> _DOCUMENT EXCERPT_
########################################

Murachu & another v Health & another [2024] KECA 1531 (KLR)
Full Case Text
Murachu & another v Health & another (Civil Appeal 176 of 2018) [2024] KECA 1531 (KLR) (25 October 2024) (Judgment)
Neutral citation: [2024] KECA 1531 (KLR)
Republic of Kenya
In the Court of Appeal at Nyeri
Civil Appeal 176 of 2018
W Karanja, J Mohammed & AO Muchelule, JJA
October 25, 2024
Between
Charles Maina Murachu
1st Appellant
Joseph Wambugu Thinji
2nd Appellant
and
The Ministry of Health
1st Respondent
The National Lands Commission……………….1St Respondent The Ministry Of Health
2nd Respondent
(An appeal from the judgment of the Environment and Land Court in Nyeri (L. Waithaka, J.) dated 31st July 2018 in ELC Petition No. 3 of 2017)
Judgment
1. The appellants, Charles Maina Murachu and Joseph Wambugu Thinji, have filed the present appeal to challenge the decision of the Environment and Land Court (ELC) dated 31st July 2018 rendered in ELC Petition No. 3 of 2017. The Petition was filed against the respondents, The National Land Commission and The Ministry of Health(respondents).

########################################

> _GIVEN INFORMATION_
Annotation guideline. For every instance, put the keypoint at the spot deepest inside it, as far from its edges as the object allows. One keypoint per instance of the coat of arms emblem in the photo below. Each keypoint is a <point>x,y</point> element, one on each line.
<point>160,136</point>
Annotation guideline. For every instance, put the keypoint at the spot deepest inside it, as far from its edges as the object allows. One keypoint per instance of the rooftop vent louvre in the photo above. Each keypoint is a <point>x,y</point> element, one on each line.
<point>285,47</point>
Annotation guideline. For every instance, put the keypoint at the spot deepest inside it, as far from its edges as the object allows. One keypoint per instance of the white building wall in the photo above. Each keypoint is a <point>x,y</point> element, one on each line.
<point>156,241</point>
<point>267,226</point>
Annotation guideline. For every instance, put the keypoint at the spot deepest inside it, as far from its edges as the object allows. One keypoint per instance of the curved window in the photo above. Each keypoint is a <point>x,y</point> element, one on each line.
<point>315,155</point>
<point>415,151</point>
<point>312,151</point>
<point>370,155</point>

########################################

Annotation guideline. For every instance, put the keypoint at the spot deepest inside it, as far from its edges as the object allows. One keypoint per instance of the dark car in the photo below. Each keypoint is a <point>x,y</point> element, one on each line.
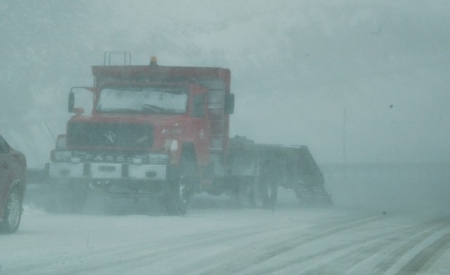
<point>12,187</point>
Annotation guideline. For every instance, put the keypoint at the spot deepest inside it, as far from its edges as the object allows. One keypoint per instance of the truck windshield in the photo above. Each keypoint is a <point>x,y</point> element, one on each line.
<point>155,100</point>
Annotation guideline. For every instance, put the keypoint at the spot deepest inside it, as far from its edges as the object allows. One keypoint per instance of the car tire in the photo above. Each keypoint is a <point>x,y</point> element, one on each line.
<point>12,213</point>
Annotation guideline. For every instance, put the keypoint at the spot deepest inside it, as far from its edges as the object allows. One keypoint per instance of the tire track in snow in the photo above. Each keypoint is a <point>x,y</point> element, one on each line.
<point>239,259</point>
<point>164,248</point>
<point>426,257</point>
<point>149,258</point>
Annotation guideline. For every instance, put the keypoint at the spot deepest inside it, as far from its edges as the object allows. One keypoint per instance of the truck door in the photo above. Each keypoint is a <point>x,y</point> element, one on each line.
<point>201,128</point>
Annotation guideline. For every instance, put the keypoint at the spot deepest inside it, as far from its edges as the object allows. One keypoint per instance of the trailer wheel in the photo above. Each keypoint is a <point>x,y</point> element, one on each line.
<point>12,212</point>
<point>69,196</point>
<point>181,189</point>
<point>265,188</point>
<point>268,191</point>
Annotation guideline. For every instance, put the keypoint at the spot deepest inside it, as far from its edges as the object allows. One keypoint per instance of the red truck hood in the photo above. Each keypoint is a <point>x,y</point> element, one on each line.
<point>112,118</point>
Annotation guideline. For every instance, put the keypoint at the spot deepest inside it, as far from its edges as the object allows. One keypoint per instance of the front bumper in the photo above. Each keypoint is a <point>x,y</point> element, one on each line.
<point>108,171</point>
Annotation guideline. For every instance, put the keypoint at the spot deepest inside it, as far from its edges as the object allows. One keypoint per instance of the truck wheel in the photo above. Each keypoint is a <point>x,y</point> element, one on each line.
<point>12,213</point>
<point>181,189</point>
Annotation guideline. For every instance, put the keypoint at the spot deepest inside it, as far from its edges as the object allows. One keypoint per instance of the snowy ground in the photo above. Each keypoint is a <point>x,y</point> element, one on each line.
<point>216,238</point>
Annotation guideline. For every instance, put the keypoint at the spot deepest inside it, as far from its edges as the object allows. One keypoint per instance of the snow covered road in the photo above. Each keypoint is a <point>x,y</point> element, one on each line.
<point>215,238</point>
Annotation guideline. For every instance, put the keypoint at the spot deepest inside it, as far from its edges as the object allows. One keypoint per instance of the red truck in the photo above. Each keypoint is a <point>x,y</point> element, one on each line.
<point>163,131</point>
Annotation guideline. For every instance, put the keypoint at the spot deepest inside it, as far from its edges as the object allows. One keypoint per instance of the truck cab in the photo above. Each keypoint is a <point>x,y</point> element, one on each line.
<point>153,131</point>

########################################

Summarize the court judgment excerpt above in two sentences.

In Civil Appeal 176 of 2018, a judgment of the Court of Appeal at Nyeri dated October 25, 2024, before W Karanja, J Mohammed and AO Muchelule, the appellants are Charles Maina Murachu and Joseph Wambugu Thinji. They challenge the Environment and Land Court's decision of 31st July 2018 in ELC Petition No. 3 of 2017, a petition filed against the National Land Commission and the Ministry of Health.